Pull out every line of the material below that contains the string "wheel", matching case exactly, and list those lines unchanged.

• **The input**
(begin)

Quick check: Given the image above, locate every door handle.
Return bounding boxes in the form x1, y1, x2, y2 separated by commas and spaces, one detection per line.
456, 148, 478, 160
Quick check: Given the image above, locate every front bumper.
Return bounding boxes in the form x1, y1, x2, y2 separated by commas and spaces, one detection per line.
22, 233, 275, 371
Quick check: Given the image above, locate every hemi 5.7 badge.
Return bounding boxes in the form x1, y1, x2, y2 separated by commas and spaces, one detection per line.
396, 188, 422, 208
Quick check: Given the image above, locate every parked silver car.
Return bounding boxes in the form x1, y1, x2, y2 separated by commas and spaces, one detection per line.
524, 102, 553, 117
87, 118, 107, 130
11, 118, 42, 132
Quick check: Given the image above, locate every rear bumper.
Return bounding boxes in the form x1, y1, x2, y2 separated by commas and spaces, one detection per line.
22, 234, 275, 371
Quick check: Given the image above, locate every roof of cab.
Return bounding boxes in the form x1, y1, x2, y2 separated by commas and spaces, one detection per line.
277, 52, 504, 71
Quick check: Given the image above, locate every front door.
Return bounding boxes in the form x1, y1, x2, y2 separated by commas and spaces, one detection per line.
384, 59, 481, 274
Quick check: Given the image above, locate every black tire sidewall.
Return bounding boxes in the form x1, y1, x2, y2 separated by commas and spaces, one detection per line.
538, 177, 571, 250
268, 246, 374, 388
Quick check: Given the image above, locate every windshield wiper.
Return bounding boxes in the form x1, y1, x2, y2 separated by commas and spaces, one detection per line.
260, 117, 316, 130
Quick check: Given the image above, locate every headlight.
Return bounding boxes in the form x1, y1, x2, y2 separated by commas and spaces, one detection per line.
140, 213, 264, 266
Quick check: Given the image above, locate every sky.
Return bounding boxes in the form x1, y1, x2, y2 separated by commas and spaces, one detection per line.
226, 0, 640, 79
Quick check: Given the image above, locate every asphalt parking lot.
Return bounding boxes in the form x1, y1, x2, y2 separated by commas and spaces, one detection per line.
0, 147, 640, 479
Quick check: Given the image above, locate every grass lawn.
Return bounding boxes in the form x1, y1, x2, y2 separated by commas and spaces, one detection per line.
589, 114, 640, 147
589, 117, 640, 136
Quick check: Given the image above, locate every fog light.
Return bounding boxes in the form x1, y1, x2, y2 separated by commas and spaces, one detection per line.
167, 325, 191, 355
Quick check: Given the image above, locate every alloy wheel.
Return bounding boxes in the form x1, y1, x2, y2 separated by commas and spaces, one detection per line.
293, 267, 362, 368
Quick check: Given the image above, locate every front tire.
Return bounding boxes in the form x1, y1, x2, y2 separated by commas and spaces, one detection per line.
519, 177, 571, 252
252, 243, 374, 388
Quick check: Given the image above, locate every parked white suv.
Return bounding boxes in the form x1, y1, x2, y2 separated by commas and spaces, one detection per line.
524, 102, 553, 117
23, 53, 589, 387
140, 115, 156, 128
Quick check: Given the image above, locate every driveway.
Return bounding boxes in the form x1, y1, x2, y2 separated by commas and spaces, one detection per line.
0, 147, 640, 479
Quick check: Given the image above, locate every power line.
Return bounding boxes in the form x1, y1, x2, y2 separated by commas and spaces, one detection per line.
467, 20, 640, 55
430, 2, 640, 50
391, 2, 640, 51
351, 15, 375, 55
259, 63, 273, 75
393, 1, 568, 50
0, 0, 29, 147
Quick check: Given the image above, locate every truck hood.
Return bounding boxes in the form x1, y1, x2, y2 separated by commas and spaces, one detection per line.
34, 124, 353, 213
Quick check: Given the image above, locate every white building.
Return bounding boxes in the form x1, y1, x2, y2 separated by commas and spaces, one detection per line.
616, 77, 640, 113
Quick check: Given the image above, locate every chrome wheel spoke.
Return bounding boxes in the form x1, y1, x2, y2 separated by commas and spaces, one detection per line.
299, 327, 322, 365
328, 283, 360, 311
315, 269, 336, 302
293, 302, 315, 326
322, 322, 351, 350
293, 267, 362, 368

(end)

• **The output**
Quick check: Given the image above, locate every alloy wheel.
Quick check: Given the image above, locate every chrome wheel spoke.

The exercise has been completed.